> **Written problem 1**:
In the review of Booth's Critical Understanding, what problems did Booth's previous books address?

There are, I believe, other stylistic and tactical problems in Critical Understanding. Booth's heavy-handed use of "warfare" and "killing" as metaphors for critical debate is, to my mind, irresponsible. And when he refers to Barthes, Stanley Fish, and others, he usually misunderstands or distorts their positions…. For some reason, Booth decided not to treat Barthes's writing in detail, even though his work (as Booth notes himself) is extremely influential today—certainly more so than R. S. Crane, for example. Barthes, Derrida, Fish, J. Hillis Miller, and Paul De Man foster the "relativism" and "skepticism" that Booth finds so disturbing, yet none of them is studied at any length. At one point, Booth lumps together all of these critics (except for De Man) in a single paragraph, summing up their views in a sentence apiece…. This is simply unfair, and it is unlikely to persuade readers that Booth grasps the full meaning and import of what he obviously dislikes. A few pages later, Booth states that critics regularly fail to do justice to one another's work, and he refers to his own page 216 as an example—which leads me not to commend Booth's honesty, but to wonder why he boldly breaks a law of which he is well aware.
Booth's previous books addressed real, significant problems, such as rhetorical techniques in fiction and definitions of irony. But Critical Understanding concerns itself with problems that are badly formulated at the outset, and that result in the wrong kind of analytical procedures and strategies. (pp. 167-69)
Booth's vision of things, it seems to me, is quite mistaken. First, he ignores the extent to which critical "conflict," far from being "meaningless," is profoundly meaningful, testifying both to the richness of literary texts and to the power of critical discourse to generate new, provocative interpretations. Critics like De Man and Harold Bloom are, in Booth's terms, "monistic," and they are surely too preoccupied with their own interests and rhetorical flights. But their writings have clearly enriched our "understanding" of the Romantic tradition, irony, allegory, and particular texts. "Strong" and "exclusivist" readings do not necessarily close down or prohibit critical exchange, but rather extend and vitalize it.

> **Written problem 2**:
Echo the lines of the stored entries from the line with "Kindly outline every instance of the car" up to and including the line with "M 79 76 L 77".

[Stored entries]
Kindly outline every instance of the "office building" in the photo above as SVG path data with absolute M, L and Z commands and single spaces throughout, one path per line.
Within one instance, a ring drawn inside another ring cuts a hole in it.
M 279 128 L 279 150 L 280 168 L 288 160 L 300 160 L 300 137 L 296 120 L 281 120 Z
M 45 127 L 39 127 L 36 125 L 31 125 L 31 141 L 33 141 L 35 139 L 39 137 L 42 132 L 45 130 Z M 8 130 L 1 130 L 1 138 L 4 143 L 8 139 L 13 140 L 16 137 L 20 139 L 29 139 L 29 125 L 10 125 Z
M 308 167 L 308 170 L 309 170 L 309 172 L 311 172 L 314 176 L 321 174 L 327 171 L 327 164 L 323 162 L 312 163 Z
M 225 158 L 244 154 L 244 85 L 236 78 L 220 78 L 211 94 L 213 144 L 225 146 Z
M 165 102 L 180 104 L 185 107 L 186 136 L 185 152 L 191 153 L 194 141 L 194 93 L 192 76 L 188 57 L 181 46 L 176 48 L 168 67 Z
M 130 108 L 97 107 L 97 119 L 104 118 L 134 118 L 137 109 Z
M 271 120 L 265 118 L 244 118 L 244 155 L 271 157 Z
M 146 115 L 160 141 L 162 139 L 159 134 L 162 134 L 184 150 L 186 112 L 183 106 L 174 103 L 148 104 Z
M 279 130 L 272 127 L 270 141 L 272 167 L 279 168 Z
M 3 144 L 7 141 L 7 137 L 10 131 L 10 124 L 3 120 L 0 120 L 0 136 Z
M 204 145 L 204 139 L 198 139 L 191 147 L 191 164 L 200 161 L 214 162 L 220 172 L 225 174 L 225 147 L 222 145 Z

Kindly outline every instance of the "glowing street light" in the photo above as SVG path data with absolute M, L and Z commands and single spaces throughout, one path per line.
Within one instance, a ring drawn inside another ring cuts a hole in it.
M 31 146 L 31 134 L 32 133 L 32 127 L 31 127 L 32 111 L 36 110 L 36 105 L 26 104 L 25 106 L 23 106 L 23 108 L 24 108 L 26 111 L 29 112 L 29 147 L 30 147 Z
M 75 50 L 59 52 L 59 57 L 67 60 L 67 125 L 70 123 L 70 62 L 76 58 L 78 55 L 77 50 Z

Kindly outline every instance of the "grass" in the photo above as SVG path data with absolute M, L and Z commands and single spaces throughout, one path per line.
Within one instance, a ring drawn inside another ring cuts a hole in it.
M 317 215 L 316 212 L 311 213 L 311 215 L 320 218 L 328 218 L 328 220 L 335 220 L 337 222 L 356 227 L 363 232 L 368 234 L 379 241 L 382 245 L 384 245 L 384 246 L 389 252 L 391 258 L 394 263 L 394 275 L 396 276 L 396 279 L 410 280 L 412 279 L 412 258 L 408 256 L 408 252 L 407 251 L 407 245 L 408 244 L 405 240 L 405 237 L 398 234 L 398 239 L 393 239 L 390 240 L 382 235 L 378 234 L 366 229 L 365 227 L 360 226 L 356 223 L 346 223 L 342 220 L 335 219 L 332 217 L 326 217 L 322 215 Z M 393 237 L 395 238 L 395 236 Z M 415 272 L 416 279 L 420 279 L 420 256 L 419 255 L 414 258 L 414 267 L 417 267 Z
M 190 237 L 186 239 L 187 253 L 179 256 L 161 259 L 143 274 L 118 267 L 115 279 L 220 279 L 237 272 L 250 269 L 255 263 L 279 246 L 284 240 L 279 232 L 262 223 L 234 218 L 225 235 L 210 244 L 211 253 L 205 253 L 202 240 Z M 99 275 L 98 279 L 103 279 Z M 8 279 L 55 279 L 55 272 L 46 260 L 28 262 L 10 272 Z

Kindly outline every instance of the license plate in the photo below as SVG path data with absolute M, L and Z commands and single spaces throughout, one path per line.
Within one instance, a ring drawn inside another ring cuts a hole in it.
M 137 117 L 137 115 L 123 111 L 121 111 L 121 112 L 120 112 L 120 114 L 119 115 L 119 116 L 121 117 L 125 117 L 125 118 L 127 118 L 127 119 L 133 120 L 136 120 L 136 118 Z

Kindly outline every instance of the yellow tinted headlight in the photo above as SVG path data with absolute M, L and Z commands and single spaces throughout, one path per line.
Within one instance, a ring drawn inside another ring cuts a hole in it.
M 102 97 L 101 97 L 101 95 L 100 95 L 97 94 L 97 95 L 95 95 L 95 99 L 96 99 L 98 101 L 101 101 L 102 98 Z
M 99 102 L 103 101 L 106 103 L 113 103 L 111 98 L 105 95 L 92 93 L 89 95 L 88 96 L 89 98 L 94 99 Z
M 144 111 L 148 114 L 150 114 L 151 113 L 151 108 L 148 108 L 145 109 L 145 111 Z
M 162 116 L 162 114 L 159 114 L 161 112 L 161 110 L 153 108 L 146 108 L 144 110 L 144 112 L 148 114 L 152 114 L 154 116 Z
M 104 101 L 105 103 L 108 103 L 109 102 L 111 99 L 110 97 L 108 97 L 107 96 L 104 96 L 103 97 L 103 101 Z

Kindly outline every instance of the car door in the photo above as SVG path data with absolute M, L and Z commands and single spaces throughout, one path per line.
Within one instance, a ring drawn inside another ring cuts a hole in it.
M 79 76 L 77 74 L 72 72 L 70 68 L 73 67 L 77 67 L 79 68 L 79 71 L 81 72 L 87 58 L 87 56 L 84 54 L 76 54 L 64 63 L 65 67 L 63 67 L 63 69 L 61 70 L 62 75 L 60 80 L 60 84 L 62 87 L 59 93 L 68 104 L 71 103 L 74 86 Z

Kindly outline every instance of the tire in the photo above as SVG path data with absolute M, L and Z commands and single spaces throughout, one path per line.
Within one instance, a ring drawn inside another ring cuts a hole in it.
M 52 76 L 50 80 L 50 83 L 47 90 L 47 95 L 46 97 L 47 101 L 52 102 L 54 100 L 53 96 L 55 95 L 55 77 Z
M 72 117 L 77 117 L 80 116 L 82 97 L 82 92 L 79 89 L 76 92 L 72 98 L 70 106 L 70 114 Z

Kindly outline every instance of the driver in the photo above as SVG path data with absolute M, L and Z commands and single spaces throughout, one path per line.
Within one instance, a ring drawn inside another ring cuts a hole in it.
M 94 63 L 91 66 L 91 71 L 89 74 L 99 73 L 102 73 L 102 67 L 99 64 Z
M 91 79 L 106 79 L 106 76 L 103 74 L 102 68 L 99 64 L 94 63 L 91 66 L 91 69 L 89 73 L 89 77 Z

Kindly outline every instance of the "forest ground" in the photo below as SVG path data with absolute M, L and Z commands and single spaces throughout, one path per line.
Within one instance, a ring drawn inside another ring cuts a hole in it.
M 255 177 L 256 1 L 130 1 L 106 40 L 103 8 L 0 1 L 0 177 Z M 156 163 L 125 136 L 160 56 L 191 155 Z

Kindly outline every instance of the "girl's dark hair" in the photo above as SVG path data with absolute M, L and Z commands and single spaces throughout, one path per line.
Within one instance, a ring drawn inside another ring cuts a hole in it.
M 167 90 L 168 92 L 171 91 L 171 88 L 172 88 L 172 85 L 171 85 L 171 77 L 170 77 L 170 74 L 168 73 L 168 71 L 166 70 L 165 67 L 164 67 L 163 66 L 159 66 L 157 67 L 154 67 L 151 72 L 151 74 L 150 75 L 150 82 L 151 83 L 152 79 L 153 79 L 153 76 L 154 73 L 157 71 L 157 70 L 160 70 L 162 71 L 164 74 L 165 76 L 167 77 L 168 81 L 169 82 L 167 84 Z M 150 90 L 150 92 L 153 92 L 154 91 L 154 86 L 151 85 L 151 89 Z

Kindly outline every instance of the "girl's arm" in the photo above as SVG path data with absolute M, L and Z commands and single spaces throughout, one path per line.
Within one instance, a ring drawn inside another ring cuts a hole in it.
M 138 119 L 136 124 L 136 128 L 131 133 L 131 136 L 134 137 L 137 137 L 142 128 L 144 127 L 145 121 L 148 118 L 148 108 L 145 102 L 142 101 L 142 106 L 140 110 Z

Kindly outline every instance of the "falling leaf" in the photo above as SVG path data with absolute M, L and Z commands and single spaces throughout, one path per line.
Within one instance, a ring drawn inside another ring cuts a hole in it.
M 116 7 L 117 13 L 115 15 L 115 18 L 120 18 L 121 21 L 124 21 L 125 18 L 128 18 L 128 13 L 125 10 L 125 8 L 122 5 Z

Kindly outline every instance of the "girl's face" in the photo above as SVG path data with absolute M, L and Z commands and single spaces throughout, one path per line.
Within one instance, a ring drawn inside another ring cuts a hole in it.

> **Task solution 1**:
Real, significant problems, such as rhetorical techniques in fiction and definitions of irony.

> **Task solution 2**:
Kindly outline every instance of the car door in the photo above as SVG path data with absolute M, L and Z commands and single spaces throughout, one path per line.
Within one instance, a ring drawn inside another ring cuts a hole in it.
M 79 76 L 77 74 L 72 72 L 70 68 L 73 67 L 77 67 L 79 68 L 79 71 L 81 72 L 87 58 L 87 56 L 84 54 L 76 54 L 64 63 L 65 67 L 63 67 L 63 69 L 61 70 L 62 75 L 60 80 L 60 84 L 62 87 L 59 93 L 68 104 L 71 103 L 74 86 Z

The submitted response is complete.